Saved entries
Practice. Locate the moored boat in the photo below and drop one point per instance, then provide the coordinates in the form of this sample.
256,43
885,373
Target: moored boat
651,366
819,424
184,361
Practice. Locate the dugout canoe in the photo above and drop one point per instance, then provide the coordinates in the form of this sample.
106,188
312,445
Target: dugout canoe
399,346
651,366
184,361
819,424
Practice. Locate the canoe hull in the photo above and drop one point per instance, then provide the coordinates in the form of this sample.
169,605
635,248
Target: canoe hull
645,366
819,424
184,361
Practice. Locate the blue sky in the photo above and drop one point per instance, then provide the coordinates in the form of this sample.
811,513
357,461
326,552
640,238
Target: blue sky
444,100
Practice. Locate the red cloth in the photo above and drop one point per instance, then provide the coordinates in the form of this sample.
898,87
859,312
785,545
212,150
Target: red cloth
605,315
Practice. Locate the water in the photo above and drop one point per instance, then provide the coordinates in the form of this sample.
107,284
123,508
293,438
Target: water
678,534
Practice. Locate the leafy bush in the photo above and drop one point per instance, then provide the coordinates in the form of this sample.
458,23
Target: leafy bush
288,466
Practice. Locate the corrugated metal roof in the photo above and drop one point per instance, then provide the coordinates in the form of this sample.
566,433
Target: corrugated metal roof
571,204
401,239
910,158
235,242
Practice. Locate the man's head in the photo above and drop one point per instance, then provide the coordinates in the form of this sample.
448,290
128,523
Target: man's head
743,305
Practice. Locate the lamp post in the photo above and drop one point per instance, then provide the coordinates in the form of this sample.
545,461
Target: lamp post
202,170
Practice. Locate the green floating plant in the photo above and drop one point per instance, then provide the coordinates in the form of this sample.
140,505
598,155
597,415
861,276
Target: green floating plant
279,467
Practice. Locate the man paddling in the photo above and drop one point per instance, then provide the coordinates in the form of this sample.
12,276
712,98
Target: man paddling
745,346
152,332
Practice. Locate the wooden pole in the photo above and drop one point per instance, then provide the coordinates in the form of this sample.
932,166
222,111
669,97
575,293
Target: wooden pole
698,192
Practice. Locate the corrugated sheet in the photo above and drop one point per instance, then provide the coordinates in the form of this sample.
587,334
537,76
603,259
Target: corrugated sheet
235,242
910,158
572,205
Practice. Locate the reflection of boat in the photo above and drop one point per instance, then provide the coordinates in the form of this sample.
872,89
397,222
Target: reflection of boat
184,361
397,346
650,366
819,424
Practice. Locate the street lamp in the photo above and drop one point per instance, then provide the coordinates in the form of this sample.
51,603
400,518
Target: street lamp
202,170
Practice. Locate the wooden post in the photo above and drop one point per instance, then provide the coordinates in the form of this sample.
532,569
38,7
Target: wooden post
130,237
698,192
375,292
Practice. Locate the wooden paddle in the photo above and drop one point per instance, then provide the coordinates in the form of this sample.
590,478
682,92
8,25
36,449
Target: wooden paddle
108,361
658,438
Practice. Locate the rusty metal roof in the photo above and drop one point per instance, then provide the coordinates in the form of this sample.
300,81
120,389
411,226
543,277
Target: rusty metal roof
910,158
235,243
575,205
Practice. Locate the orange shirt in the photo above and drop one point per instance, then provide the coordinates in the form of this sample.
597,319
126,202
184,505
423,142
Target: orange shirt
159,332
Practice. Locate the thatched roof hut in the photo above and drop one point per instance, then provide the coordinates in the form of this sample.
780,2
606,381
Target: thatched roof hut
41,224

Given request — Write out every entry exactly as given.

Task result —
Practice. Locate the moored boat in the photo below and drop one point per instance, then provide the coordinates in the form of this sample.
256,43
885,373
Target: moored boat
651,366
819,424
184,361
Practice. Locate the dugout canoe in the photo above and drop one point per instance, then provide the coordinates in the form of this sample.
106,188
312,445
Target: dugout canoe
399,346
651,366
184,361
819,424
Practice. Locate the canoe hull in the photo above and drop one point per instance, then provide the coordinates in the form of this sample.
169,605
635,248
Target: canoe hull
645,366
819,424
184,361
Practice. Locate the blue sky in the photo above and drop one point per instance, then provide the coordinates in the form of this sample.
811,513
357,461
326,552
640,238
Target: blue sky
444,100
Practice. Locate the red cloth in the photo above and drop one point per instance, then provide the coordinates in the form of this sample.
898,87
859,312
785,545
212,150
Target: red cloth
605,315
Practice. Locate the water in the photo above and drop one point per instance, then provide the coordinates in the form of this sample.
107,284
123,508
293,438
Target: water
678,534
Practice. Locate the leafy bush in the photo above and drop one point per instance, then provide the coordinates in the form of this sample.
458,23
Target: leafy bush
288,466
Practice. Locate the corrugated metal roof in the photo above and drop one point per instance, then provide the coordinates in the form of this sample.
566,433
Target: corrugated metal roof
571,204
401,239
910,158
235,242
Practice. Locate the man's head in the photo above and drop one point per instance, then provide the coordinates in the form of this sample.
448,290
128,523
Target: man's head
743,305
Practice. Locate the lamp post in the photo above and drop one point per instance, then provide the coordinates in the form of this sample.
545,461
Target: lamp post
202,170
Practice. Locate the green floating plant in the photo above and drop one point per instance, then provide the coordinates in the form of this sample.
140,505
598,155
597,415
861,276
Target: green floating plant
279,467
Practice. Locate the man paddling in the photo above and drop one point per instance, then provide the coordinates in the form of this sample.
12,276
712,98
Target: man paddling
745,346
152,332
Practice. Locate the wooden pole in the photo above and drop one point per instance, then provide the coordinates in the form of this sample.
932,166
222,111
669,97
575,293
Target: wooden pole
698,192
Practice. Locate the corrugated sheet in the photo above and drop one point per instance, then provide the coordinates in the form of this sample.
587,334
537,76
603,259
Target: corrugated sheet
235,242
910,158
572,205
Practice. Locate the reflection of boat in the photo above and drop one point per instance, then provide the coordinates in the form of this sample.
872,89
397,222
Target: reflection of boat
184,361
397,346
650,366
819,424
Practice. Locate the street lamp in the photo above and drop one point per instance, then provide the coordinates in the form of this sample.
51,603
400,518
Target: street lamp
202,170
Practice. Locate the wooden post in the photo above and drop one point per instance, then provide the coordinates in the form of this sample.
532,569
38,7
Target: wooden post
130,237
698,192
375,292
Practice. Locate the wooden paddle in the photo above and drop one point per instance, then provide the coordinates in the form of this sample.
590,478
682,92
8,25
36,449
Target: wooden paddle
108,361
658,438
Practice. Locate the rusty metal roof in the photo above and drop one point per instance, then provide the coordinates in the form of this sample.
300,81
120,389
411,226
543,277
Target: rusty metal roof
910,158
235,243
575,205
Practice. Locate the orange shirt in the photo above and drop one point per instance, then provide the coordinates in the form of this sample.
597,319
126,202
184,505
423,142
Target: orange shirt
159,332
Practice. Locate the thatched roof hut in the photo above and drop one point per instance, then provide the coordinates in the form of this sample.
780,2
606,381
Target: thatched roof hut
41,224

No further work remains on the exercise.